WHAT YOU WILL DO ▸ Could you write out all of the data again, word for word?

[Dataset items]
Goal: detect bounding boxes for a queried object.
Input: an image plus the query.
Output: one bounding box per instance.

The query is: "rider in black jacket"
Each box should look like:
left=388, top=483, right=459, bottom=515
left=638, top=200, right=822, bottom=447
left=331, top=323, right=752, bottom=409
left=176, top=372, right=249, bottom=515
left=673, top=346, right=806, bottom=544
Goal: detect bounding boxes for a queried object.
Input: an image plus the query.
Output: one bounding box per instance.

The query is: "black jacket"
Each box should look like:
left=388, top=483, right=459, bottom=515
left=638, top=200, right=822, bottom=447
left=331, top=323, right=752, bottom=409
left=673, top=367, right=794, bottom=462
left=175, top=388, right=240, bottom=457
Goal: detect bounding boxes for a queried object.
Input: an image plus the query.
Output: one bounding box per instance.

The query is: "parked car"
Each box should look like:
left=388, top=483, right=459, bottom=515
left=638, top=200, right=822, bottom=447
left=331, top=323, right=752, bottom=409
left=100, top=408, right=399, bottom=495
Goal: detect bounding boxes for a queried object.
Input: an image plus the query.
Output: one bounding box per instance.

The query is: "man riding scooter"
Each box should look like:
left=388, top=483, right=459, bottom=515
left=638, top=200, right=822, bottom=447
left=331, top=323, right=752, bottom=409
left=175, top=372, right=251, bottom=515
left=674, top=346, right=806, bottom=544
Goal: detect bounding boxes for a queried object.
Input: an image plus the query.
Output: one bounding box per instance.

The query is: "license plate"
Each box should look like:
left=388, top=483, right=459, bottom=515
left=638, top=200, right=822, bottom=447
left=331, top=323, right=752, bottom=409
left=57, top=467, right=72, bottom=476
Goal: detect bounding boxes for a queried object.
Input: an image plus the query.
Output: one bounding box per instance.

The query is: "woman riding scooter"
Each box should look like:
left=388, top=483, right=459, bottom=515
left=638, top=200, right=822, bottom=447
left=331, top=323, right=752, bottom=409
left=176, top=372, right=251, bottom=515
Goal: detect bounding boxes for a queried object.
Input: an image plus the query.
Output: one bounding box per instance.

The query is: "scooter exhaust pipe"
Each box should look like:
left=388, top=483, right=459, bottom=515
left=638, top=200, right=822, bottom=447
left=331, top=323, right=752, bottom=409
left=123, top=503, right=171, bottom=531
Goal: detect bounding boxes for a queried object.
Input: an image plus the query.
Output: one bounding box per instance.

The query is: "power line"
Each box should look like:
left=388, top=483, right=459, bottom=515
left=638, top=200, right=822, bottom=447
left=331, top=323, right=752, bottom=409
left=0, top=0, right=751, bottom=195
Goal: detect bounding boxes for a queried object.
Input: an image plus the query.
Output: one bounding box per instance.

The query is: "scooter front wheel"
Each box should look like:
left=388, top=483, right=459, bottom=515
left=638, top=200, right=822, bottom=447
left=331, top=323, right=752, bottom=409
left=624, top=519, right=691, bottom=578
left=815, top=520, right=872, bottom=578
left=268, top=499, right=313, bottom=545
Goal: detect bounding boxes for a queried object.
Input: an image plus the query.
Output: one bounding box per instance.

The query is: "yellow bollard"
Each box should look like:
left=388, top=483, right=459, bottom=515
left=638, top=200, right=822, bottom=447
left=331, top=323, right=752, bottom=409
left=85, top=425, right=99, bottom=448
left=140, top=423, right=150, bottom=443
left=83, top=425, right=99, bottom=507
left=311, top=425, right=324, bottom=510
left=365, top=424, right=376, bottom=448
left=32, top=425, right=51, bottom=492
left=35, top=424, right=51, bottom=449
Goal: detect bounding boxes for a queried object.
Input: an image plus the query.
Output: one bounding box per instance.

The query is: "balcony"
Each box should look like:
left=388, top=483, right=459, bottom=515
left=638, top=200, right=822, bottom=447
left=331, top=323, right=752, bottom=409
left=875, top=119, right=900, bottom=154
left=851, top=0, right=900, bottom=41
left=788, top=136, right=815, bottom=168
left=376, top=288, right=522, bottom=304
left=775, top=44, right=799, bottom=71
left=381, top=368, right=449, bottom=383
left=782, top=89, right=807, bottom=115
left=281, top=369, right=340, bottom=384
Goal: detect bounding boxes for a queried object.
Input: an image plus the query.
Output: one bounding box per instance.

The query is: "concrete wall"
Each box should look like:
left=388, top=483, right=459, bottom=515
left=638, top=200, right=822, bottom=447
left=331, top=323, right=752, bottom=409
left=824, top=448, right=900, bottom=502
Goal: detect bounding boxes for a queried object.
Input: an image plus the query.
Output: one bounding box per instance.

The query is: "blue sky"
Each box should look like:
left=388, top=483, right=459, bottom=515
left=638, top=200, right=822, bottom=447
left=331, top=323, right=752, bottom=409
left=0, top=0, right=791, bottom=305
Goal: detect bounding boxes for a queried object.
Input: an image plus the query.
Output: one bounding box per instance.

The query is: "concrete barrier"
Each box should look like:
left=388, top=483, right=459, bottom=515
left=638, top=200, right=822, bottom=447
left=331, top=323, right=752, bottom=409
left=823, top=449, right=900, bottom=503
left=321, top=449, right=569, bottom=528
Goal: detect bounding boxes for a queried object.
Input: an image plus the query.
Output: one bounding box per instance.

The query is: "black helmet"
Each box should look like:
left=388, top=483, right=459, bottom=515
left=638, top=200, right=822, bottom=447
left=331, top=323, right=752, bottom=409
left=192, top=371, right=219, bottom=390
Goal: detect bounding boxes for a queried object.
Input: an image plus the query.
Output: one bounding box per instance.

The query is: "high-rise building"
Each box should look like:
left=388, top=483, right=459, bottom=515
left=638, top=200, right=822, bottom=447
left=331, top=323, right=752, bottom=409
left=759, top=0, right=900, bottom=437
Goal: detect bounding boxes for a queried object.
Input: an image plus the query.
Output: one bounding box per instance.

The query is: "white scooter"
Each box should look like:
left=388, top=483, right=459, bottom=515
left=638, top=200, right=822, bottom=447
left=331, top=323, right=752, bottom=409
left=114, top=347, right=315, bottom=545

RESULT OF THE EXERCISE ▸
Goal: detect bounding boxes for a queried object.
Input: an image plus the query.
Output: one bounding box per instance.

The query is: "rider in black jacket"
Each box should look like:
left=388, top=483, right=459, bottom=515
left=638, top=200, right=822, bottom=447
left=331, top=323, right=752, bottom=409
left=176, top=372, right=249, bottom=515
left=673, top=346, right=806, bottom=544
Goal: detect bounding boxes for a queried object.
Input: an image plus the query.
Output: one bounding box per instance.

The query is: "black jacket"
Each box should look like:
left=388, top=483, right=459, bottom=515
left=638, top=200, right=822, bottom=447
left=331, top=323, right=752, bottom=409
left=673, top=367, right=794, bottom=462
left=175, top=388, right=240, bottom=457
Goal: detect bounding boxes for a queried object.
Input: an image plus the query.
Output: one bounding box per instance.

The query is: "parked car"
Each box should look like:
left=388, top=483, right=459, bottom=515
left=638, top=200, right=822, bottom=447
left=331, top=323, right=752, bottom=409
left=100, top=408, right=399, bottom=495
Goal: detect bounding boxes for a queried object.
Input: an image plus the query.
Output: one bounding box per instance.

The query is: "man riding scooter"
Each box should look like:
left=388, top=483, right=459, bottom=515
left=638, top=200, right=822, bottom=447
left=331, top=323, right=752, bottom=409
left=175, top=372, right=251, bottom=515
left=674, top=346, right=806, bottom=544
Goal: detect bounding boxes for a queried object.
Input: an image plus the query.
Output: one bounding box per instance.

The query is: "license plate"
Each box should look like:
left=388, top=483, right=459, bottom=515
left=638, top=200, right=822, bottom=447
left=331, top=323, right=752, bottom=409
left=57, top=467, right=72, bottom=476
Goal: detect bounding boxes for a queried object.
Input: an image plus the query.
Output: one bounding box per instance.

The query is: "woman riding scooter"
Each box should look like:
left=388, top=483, right=459, bottom=515
left=638, top=200, right=822, bottom=447
left=331, top=323, right=752, bottom=409
left=176, top=372, right=251, bottom=515
Goal: detect bounding boxes for a queried object.
Input: an image plus the query.
Output: one bounding box per instance.

The query is: "scooter exhaust pipe"
Each box should look like:
left=388, top=483, right=459, bottom=515
left=638, top=200, right=822, bottom=447
left=331, top=323, right=752, bottom=409
left=123, top=503, right=171, bottom=531
Goal: detect bounding boxes for a queried object.
Input: an image plus the query.
Output: one bounding box per instance.

The query is: "power line"
Each box should look like:
left=388, top=483, right=459, bottom=515
left=638, top=200, right=822, bottom=447
left=331, top=323, right=752, bottom=409
left=0, top=0, right=751, bottom=195
Goal: detect bounding boxes for a queried object.
Input: an image plus the query.
Output: one bounding box per instance.

The query is: "scooter front wheel"
Each box should look like:
left=388, top=483, right=459, bottom=515
left=638, top=200, right=822, bottom=447
left=331, top=323, right=752, bottom=409
left=624, top=519, right=691, bottom=578
left=815, top=520, right=872, bottom=578
left=268, top=499, right=313, bottom=545
Goal: detect bounding boxes for a queried object.
Input: an image plus the query.
Output: one bounding box per instance.

The query is: "yellow bollard"
Each box should look like:
left=388, top=483, right=459, bottom=515
left=638, top=200, right=822, bottom=447
left=331, top=323, right=752, bottom=409
left=85, top=425, right=99, bottom=448
left=140, top=423, right=150, bottom=443
left=83, top=425, right=99, bottom=507
left=311, top=425, right=324, bottom=510
left=365, top=424, right=376, bottom=448
left=32, top=425, right=51, bottom=492
left=35, top=424, right=51, bottom=449
Goal: detect bounding boxes for a queried object.
Input: an image plus the query.
Output: one bounding box per instance.

The query is: "balcony"
Each box should look like:
left=388, top=483, right=459, bottom=515
left=638, top=200, right=822, bottom=447
left=331, top=323, right=752, bottom=409
left=875, top=119, right=900, bottom=154
left=851, top=0, right=900, bottom=41
left=788, top=136, right=815, bottom=168
left=376, top=288, right=522, bottom=304
left=775, top=44, right=799, bottom=71
left=381, top=368, right=449, bottom=383
left=782, top=89, right=807, bottom=115
left=281, top=369, right=340, bottom=384
Goal: detect bounding boxes for a queried object.
Input: an image plus the query.
Output: one bounding box per instance.

The query is: "concrete wall"
Each box should look like:
left=388, top=483, right=459, bottom=515
left=638, top=200, right=822, bottom=447
left=331, top=323, right=752, bottom=409
left=824, top=448, right=900, bottom=502
Goal: detect bounding boxes for a queried object.
Input: an image plus the query.
Output: one bounding box per instance.

The query is: "blue sky"
Each box should look like:
left=388, top=483, right=459, bottom=515
left=638, top=200, right=822, bottom=447
left=331, top=323, right=752, bottom=409
left=0, top=0, right=791, bottom=305
Goal: detect bounding boxes for a queried object.
Input: an image plus the query.
Output: one bounding box per instance.

The query is: "concrete barrier"
Each box should look like:
left=388, top=483, right=459, bottom=515
left=638, top=200, right=822, bottom=447
left=331, top=323, right=752, bottom=409
left=823, top=449, right=900, bottom=503
left=321, top=449, right=569, bottom=528
Goal: detect bounding boxes for a queried object.
Input: an image plus the query.
Output: one bounding box per instance.

The query is: "black helmet"
Each box should look like:
left=388, top=483, right=459, bottom=515
left=638, top=200, right=822, bottom=447
left=331, top=323, right=752, bottom=409
left=192, top=371, right=219, bottom=390
Goal: detect bounding boxes for a queried object.
Input: an image plus the query.
Output: one bounding box per instance.

The query is: "high-rise building"
Each box should look like:
left=388, top=483, right=459, bottom=515
left=638, top=200, right=822, bottom=447
left=331, top=323, right=752, bottom=409
left=759, top=0, right=900, bottom=437
Goal: detect bounding boxes for a queried object.
Input: an image plus the query.
Output: one bounding box per instance.

The query is: "white scooter"
Each box should look like:
left=388, top=483, right=459, bottom=515
left=638, top=200, right=822, bottom=447
left=331, top=323, right=752, bottom=409
left=114, top=347, right=315, bottom=545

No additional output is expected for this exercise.